- Required action: Give back exactly the lines running from the line with "Phrase: matted hair" to the end of the entries, and only those lines.

- Materials provided:

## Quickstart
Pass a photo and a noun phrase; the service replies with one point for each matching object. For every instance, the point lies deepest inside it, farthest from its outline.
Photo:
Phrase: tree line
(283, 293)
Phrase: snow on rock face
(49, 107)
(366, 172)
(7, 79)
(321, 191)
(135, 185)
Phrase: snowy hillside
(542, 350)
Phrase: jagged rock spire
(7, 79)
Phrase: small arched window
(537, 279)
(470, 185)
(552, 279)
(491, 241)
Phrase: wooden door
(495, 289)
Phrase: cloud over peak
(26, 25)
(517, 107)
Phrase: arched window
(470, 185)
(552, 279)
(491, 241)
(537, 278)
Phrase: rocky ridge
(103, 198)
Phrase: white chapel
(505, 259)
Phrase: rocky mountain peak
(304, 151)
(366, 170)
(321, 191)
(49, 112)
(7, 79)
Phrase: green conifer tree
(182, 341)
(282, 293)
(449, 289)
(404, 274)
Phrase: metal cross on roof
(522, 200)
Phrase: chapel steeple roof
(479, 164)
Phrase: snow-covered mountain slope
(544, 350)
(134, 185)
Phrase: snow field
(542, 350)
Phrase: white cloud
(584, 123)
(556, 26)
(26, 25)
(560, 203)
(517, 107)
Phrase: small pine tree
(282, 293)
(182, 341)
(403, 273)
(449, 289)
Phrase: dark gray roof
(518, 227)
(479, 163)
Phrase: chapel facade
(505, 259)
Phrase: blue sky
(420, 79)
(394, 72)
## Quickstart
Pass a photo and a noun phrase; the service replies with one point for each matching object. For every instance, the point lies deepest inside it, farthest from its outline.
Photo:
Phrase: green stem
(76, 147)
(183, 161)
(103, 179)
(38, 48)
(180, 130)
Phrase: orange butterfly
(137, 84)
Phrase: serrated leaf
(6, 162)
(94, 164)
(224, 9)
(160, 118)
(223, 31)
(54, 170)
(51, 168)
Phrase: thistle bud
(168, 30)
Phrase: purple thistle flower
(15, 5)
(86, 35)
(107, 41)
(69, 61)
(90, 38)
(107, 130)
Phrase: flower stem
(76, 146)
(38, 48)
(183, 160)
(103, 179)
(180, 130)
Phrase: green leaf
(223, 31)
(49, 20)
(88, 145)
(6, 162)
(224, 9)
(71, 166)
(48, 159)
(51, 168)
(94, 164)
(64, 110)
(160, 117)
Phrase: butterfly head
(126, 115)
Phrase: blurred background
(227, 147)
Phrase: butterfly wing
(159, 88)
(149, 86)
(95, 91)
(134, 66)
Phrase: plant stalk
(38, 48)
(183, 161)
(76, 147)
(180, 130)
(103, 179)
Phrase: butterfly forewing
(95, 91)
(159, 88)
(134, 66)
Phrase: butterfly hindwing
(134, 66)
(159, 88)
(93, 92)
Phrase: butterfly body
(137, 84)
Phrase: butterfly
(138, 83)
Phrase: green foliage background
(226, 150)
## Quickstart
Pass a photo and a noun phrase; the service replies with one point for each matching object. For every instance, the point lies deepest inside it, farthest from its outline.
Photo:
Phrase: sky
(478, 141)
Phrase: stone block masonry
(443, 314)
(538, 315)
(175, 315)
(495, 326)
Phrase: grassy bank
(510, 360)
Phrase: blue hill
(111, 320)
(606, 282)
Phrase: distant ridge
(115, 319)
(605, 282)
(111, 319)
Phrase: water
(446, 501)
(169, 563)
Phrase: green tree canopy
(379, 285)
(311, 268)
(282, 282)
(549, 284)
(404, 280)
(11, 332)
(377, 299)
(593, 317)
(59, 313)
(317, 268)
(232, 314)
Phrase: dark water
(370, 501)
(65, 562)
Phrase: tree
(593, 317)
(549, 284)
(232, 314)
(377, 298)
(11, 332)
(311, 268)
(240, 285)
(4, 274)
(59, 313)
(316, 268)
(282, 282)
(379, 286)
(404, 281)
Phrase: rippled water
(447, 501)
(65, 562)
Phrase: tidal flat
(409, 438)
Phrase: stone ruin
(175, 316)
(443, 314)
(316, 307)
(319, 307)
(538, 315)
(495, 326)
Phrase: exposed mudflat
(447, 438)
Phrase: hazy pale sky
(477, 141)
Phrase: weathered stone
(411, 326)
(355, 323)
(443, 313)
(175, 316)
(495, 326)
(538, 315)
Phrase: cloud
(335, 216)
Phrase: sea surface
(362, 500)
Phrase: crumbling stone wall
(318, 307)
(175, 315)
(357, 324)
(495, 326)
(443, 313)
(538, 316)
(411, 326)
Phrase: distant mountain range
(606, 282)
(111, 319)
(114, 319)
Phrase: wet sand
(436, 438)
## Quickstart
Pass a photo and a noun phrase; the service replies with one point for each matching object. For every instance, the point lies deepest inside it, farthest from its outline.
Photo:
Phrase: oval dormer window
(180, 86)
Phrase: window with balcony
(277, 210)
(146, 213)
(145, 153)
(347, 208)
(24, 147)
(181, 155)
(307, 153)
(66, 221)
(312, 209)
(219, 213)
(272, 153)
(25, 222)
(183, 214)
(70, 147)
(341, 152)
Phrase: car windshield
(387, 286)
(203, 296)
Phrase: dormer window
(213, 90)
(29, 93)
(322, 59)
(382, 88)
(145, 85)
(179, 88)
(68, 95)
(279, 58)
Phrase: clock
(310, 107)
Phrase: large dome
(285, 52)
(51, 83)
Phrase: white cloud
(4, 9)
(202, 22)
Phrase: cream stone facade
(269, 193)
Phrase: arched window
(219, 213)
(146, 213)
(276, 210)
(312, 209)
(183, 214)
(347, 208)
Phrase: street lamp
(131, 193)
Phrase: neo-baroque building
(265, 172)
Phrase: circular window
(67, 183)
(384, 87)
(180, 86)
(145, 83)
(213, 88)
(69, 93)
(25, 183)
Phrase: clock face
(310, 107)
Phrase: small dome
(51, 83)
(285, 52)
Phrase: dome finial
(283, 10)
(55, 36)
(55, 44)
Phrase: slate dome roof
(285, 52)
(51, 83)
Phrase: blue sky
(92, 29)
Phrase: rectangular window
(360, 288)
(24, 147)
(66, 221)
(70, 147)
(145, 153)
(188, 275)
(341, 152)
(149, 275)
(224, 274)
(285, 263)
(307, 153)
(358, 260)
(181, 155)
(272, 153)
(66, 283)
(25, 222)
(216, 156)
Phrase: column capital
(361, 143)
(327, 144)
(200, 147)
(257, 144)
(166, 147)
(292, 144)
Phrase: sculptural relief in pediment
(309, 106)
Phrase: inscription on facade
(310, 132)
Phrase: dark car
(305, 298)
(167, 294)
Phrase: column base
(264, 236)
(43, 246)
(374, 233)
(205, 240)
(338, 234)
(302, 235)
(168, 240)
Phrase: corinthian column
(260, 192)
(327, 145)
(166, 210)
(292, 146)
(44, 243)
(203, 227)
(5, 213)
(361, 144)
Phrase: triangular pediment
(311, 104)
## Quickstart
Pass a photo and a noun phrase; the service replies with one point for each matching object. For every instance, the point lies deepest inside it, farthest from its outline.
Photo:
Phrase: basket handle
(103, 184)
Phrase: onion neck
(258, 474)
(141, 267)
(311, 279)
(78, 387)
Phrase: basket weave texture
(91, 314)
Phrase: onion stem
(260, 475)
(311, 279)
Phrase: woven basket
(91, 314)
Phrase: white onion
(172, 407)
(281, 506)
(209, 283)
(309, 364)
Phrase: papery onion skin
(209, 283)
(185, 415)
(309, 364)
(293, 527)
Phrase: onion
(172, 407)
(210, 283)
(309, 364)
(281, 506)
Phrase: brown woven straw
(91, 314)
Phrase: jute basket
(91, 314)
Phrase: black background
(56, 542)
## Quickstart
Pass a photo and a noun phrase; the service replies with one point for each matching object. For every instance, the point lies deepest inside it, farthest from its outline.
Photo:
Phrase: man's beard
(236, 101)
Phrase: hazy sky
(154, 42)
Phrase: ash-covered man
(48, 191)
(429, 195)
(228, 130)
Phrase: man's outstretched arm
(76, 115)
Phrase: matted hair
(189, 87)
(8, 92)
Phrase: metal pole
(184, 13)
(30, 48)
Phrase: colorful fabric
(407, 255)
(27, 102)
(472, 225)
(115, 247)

- Answer to this exercise:
Phrase: matted hair
(189, 87)
(8, 92)
Phrase: metal pole
(184, 13)
(30, 48)
Phrase: colorful fabric
(407, 255)
(27, 102)
(472, 225)
(115, 247)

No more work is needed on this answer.